TASK REQUIREMENTS: Set out exactly, line by line, the stretch of data below that begins at the line containing "Would you be able to point to the window" and ends at the line containing "Would you be able to point to the town", with both ends kept.

EXERCISE MATERIAL:

◆ ◆ ◆ ◆ ◆

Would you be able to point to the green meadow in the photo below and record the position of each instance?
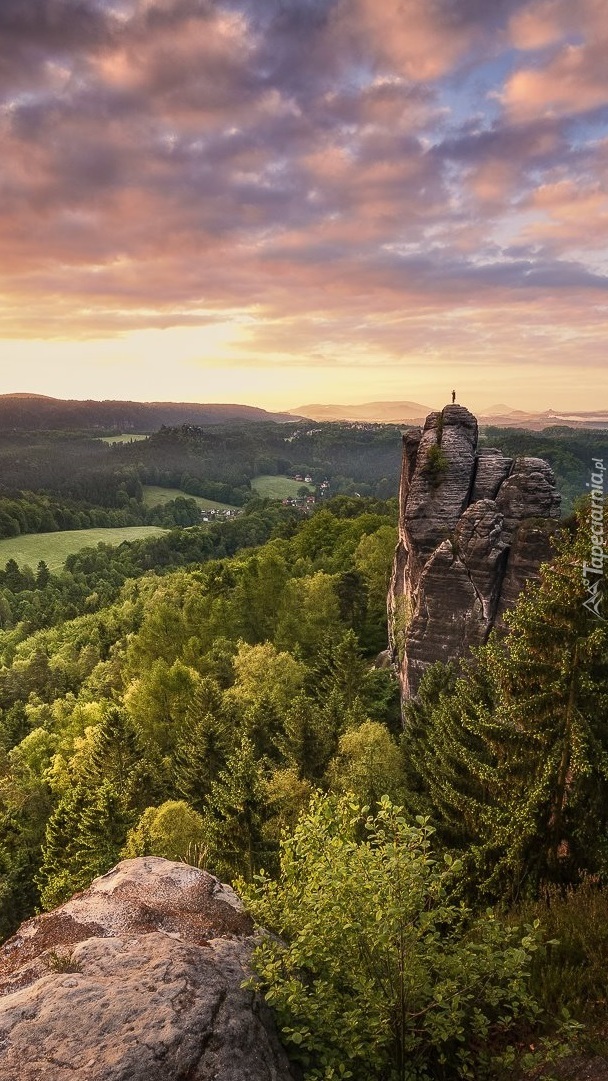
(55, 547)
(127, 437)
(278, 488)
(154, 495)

◆ ◆ ◆ ◆ ◆

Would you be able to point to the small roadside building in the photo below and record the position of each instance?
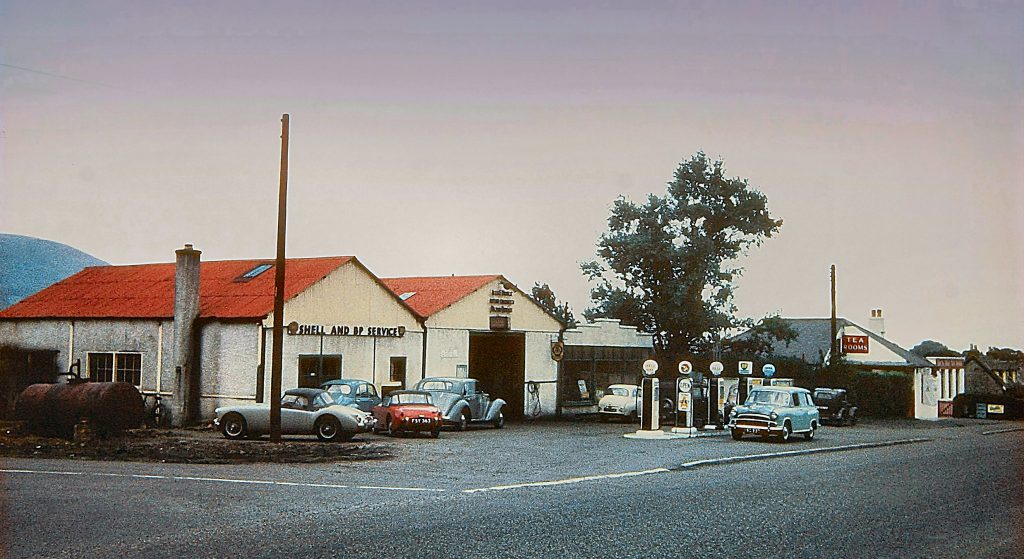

◆ ◆ ◆ ◆ ◆

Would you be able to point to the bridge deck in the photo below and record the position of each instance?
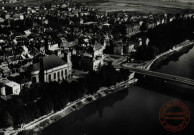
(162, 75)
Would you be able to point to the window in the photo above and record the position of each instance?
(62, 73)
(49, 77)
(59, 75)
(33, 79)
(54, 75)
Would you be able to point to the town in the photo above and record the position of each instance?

◆ ◆ ◆ ◆ ◆

RESULT OF THE TASK:
Would you be able to point to the window in the photo above and record the position of each instance?
(62, 73)
(49, 77)
(59, 75)
(33, 79)
(54, 75)
Would you be able to point to the town in the photo above and record the position of each instance?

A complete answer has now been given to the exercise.